Текст для чтения —
* * *
Я приказал поставить пель-компас; все собрались около инструмента и рассматривали его с вниманием: Лагедиак не спускал глаз с магнитной стрелки, которая поворачивалась сама собой без малейшего прикосновения, и несколько расспрашивал меня, каким образом это происходит. Но как я мог дать ему понятие, если бы даже он совершенно понимал наш язык; как объяснить вещь, о которой я сам желал иметь полное знание? Он легко понял, что поворачивается только ящик, а стрелка остается неподвижной, ибо тотчас подметил, что она указывает на N и на S. Я еще раз попросил его показать положение неизвестной группы островов; он тотчас принялся за компас и вертел его на ножках до тех пор, пока не установил диоптры в определенном направлении, и тогда объяснил, что там находится группа островов. Направление компаса было к SW, и я тотчас записал этот румб на доске. Искусство писать было для дикарей новым явлением, возбудившим у них не только внимание, но и размышление. Я старался растолковать Лагедиаку, что все наши слова могут быть нанесены на доску, и, написав его имя, сказал: «Это Лагедиак». Он крайне испугался, увидев себя представленным столь странными фигурами, и, казалось, опасался, что посредством этого чародейства примет отныне такой вид. Прочие от всего сердца смеялись над забавным на доске Лагедиаком, а он сам стоял неподвижен в боязненном ожидании страшного превращения. Но я вскоре вывел его из этого мучительного положения, стерев надпись, он с благодарностью обнял меня и просил изобразить теперь на доске Лангина; этот последний, все время только издали с трепетом смотревший на мое колдовство, услышав об этом предложении, с громким криком убежал на другой конец корабля и скрылся; товарищи его издевались над ним, а я прекратил на сегодня свои чародейства. Я старался втолковать Лагедиаку, чтоб он изобразил на доске всю группу островов Отдиа; он взял в руки грифель и начертил кругообразную группу, обозначив под ветром пять проходов, которые называл «Ти-ер»; потом повернул диоптры к высокому острову на SW и сказал: «Еф-еф руо тиер»

(там два прохода). Это известие обрадовало меня потому, что теперь мы могли не возвращаться прежним путем, а найти проход удобнее и безопаснее пролива «Рюрика».

Я упросил Лагедиака начертить и другую группу островов, именуемую им «Эрегуп»; он сделал круг, состоящий из

17 островов, и обозначил несколько проходов под ветром; потом указал на О и объяснил, что если отплыть отсюда с восходом солнца, то к заходу уже можно быть там.

Итак, по его описанию эта группа находилась недалеко от группы Отдиа, и я нимало не сомневался, что открою ее без всякого затруднения.
* * *
Записи разметки положения объектов
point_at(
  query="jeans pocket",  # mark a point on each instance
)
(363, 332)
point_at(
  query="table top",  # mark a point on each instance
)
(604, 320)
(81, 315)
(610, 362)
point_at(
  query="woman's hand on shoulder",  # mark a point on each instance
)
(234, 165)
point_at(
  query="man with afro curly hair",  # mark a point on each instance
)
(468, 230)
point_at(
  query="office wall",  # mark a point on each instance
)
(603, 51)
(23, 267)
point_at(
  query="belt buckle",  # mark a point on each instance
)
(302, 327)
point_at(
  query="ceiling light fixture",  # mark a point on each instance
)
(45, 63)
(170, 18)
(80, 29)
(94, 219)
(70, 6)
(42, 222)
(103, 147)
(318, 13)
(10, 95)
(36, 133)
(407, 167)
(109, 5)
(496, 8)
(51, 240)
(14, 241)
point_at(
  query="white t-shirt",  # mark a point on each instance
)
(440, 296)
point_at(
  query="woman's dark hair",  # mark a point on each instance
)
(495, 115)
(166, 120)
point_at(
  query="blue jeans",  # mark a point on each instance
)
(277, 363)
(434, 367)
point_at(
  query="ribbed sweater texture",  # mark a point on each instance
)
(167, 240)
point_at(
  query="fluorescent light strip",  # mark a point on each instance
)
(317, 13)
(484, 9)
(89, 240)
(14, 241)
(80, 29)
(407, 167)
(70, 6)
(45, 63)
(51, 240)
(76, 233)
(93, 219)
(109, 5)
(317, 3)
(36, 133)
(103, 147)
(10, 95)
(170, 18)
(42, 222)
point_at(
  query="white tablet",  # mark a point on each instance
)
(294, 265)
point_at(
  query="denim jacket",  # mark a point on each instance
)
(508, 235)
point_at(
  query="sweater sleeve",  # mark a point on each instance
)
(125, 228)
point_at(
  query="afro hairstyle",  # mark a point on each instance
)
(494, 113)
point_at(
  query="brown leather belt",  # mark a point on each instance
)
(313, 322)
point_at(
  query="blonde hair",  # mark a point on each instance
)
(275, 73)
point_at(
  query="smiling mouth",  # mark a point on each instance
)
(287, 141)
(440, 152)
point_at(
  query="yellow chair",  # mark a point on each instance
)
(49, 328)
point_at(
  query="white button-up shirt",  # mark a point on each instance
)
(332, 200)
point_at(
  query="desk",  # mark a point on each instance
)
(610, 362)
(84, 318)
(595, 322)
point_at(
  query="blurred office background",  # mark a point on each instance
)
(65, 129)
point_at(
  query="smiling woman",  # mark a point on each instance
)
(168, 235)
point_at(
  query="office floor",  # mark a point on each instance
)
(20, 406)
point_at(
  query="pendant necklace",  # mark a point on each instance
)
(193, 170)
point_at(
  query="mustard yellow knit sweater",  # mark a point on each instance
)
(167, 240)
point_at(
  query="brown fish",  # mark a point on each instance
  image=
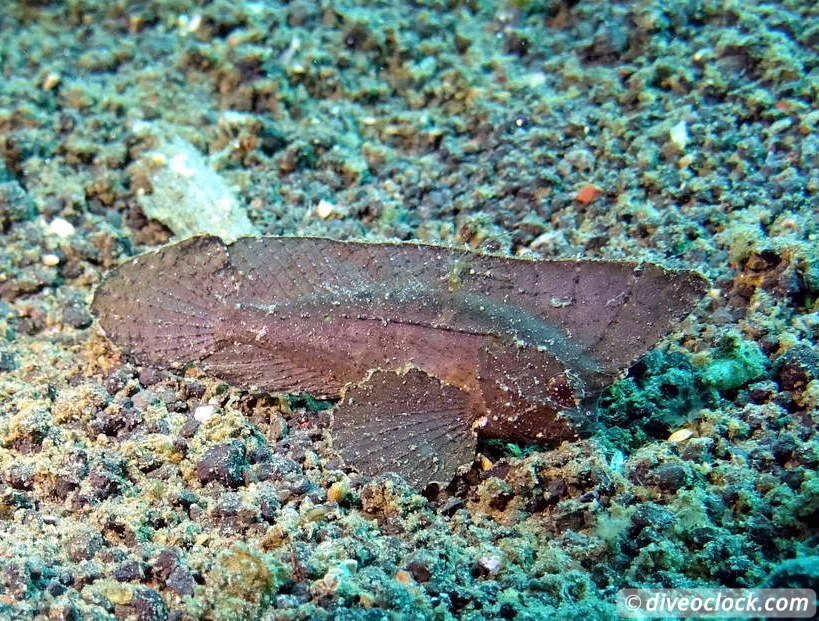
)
(427, 346)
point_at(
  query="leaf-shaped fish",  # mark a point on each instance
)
(427, 346)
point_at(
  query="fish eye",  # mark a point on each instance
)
(565, 390)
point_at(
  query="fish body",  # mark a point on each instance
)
(426, 346)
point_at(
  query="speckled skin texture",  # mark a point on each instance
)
(525, 345)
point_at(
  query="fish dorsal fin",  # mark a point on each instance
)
(611, 312)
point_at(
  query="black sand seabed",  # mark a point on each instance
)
(677, 132)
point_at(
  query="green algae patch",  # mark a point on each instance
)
(659, 392)
(735, 362)
(242, 581)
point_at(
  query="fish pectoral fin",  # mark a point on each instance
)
(407, 422)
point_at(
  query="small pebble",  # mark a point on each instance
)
(61, 227)
(204, 412)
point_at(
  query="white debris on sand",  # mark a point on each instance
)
(188, 195)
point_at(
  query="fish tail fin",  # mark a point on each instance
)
(167, 306)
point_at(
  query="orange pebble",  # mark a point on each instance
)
(588, 193)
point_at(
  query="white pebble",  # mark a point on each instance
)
(679, 135)
(325, 209)
(490, 563)
(204, 412)
(61, 227)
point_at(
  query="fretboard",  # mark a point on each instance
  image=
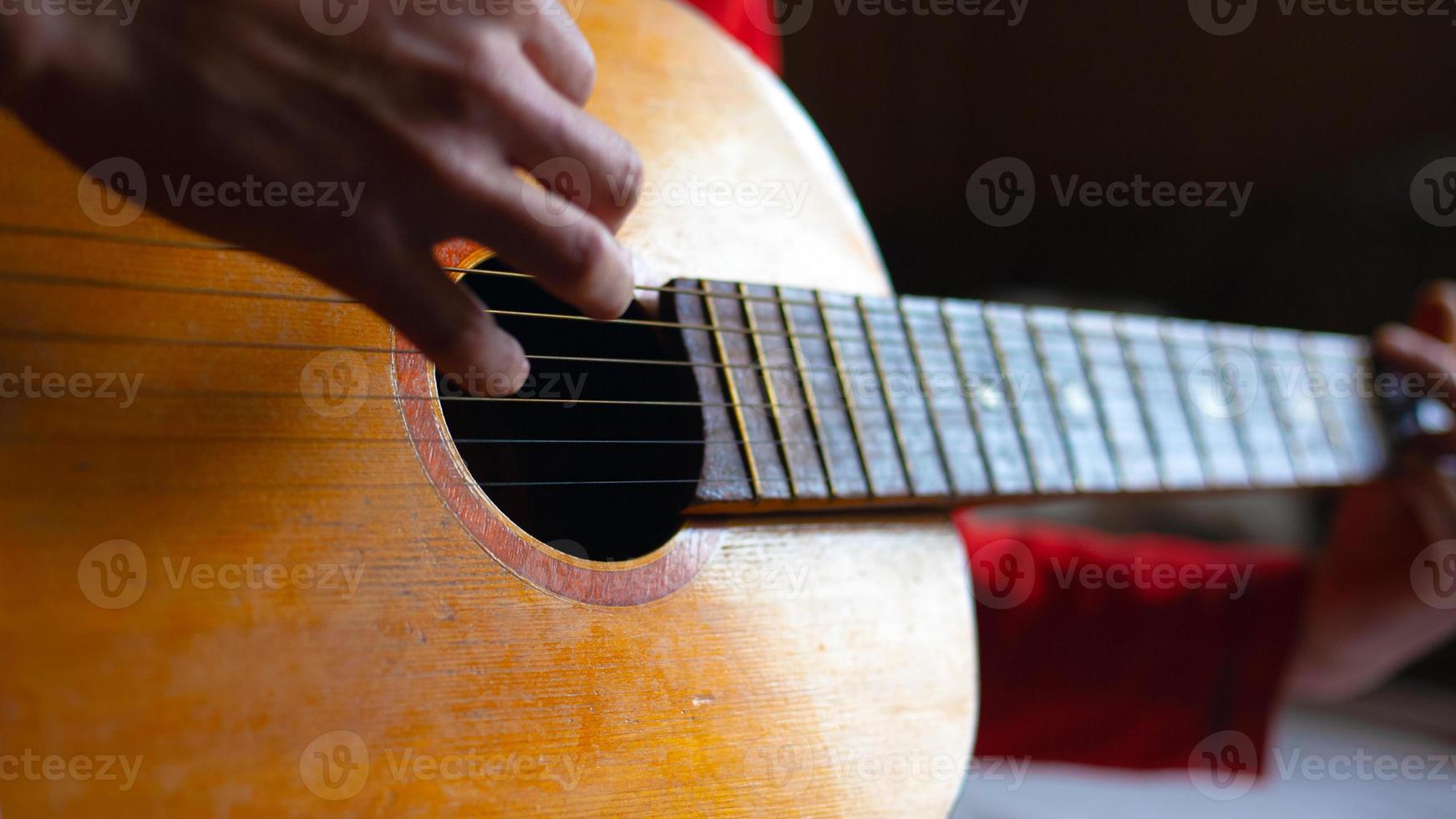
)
(819, 398)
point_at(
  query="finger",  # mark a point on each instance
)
(444, 321)
(1408, 350)
(571, 254)
(1436, 311)
(560, 51)
(1432, 496)
(572, 152)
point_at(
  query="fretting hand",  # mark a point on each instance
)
(430, 114)
(1373, 603)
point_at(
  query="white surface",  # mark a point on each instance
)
(1411, 728)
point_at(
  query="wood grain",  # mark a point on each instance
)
(804, 664)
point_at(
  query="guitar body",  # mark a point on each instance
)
(284, 605)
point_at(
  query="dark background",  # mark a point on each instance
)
(1328, 117)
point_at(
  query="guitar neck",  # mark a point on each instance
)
(827, 399)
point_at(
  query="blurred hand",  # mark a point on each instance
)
(431, 114)
(1365, 617)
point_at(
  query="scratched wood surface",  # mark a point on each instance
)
(317, 633)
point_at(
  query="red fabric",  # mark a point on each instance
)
(1134, 666)
(750, 23)
(1079, 665)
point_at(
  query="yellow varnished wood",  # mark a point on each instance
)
(815, 665)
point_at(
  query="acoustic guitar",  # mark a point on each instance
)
(261, 560)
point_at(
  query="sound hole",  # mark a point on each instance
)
(600, 481)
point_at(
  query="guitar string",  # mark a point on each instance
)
(556, 317)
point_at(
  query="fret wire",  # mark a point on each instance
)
(769, 392)
(1050, 464)
(895, 433)
(1308, 443)
(1169, 433)
(1117, 433)
(733, 395)
(1019, 464)
(1222, 466)
(850, 405)
(1264, 445)
(815, 421)
(917, 356)
(1083, 464)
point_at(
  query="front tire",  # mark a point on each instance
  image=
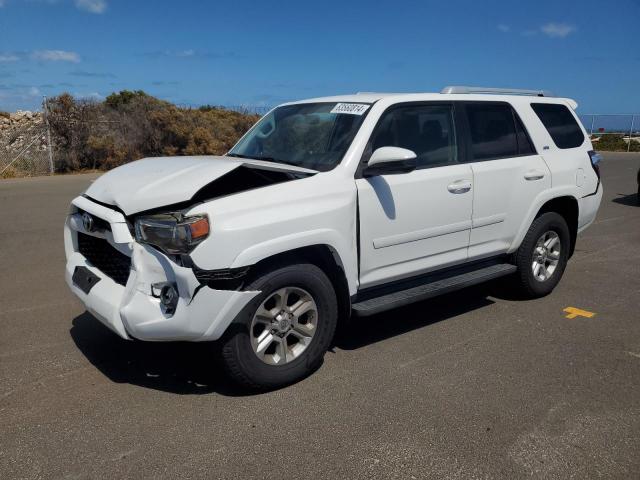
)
(543, 254)
(282, 335)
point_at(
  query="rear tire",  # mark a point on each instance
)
(271, 344)
(543, 254)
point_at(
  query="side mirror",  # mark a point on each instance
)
(390, 160)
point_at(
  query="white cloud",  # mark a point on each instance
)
(557, 30)
(56, 56)
(92, 6)
(8, 57)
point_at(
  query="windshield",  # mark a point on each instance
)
(309, 135)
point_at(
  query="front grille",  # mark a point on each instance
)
(102, 255)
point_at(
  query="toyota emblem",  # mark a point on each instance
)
(87, 222)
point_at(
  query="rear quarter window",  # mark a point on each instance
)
(560, 123)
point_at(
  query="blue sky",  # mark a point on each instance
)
(267, 52)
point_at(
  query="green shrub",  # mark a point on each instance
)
(130, 125)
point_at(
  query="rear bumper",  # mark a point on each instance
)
(131, 311)
(588, 208)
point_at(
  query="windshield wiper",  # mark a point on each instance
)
(263, 159)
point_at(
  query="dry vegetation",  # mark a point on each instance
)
(131, 125)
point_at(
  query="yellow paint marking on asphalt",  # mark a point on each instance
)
(573, 312)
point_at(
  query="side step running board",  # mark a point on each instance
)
(377, 300)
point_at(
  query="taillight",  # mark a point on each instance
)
(595, 158)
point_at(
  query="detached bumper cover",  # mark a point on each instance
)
(130, 310)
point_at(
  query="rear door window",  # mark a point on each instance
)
(492, 130)
(560, 123)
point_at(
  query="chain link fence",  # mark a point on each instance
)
(624, 125)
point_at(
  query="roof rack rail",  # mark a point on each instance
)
(497, 91)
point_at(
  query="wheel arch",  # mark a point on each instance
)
(566, 206)
(324, 257)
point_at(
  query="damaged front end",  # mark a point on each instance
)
(128, 241)
(137, 290)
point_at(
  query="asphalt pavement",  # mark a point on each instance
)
(475, 384)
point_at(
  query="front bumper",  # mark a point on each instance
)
(131, 311)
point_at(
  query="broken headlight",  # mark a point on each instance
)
(172, 233)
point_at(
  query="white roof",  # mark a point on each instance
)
(371, 97)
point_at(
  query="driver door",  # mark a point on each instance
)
(415, 222)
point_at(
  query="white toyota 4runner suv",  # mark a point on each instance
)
(330, 207)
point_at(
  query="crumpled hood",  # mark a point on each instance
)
(155, 182)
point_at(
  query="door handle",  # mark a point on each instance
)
(534, 175)
(461, 186)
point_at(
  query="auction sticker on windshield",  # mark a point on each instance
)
(350, 108)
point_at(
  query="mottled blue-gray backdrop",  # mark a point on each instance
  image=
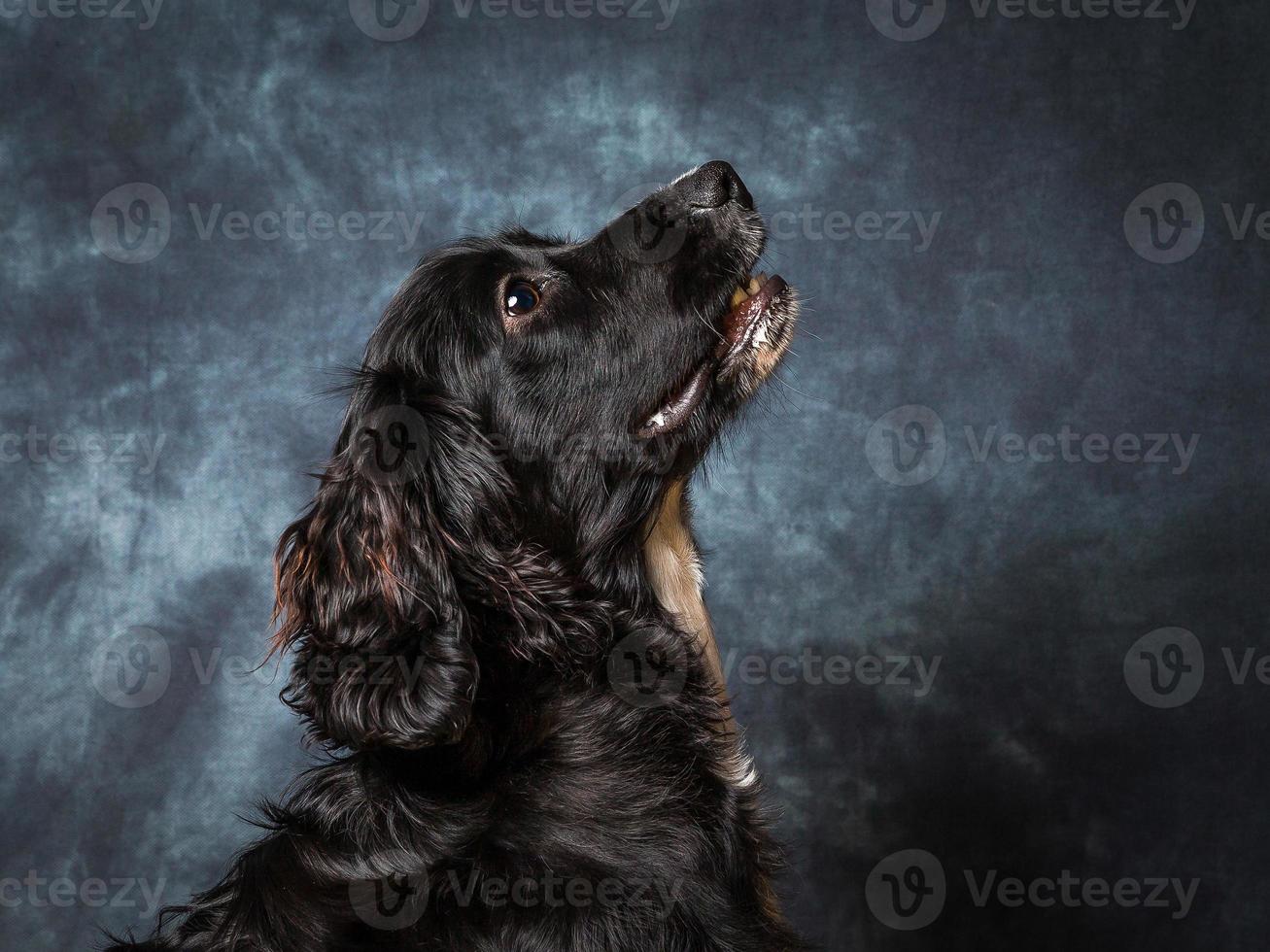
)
(950, 186)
* * *
Суть задания —
Замените «восходом солнца» на «рассветом» во фрагменте текста, который начинается словами «(там два прохода).» и заканчивается словами «без всякого затруднения.», и приведите этот фрагмент целиком. Записи для работы не понадобятся.

Ответ к заданию —
(там два прохода). Это известие обрадовало меня потому, что теперь мы могли не возвращаться прежним путем, а найти проход удобнее и безопаснее пролива «Рюрика».

Я упросил Лагедиака начертить и другую группу островов, именуемую им «Эрегуп»; он сделал круг, состоящий из

17 островов, и обозначил несколько проходов под ветром; потом указал на О и объяснил, что если отплыть отсюда с рассветом, то к заходу уже можно быть там.

Итак, по его описанию эта группа находилась недалеко от группы Отдиа, и я нимало не сомневался, что открою ее без всякого затруднения.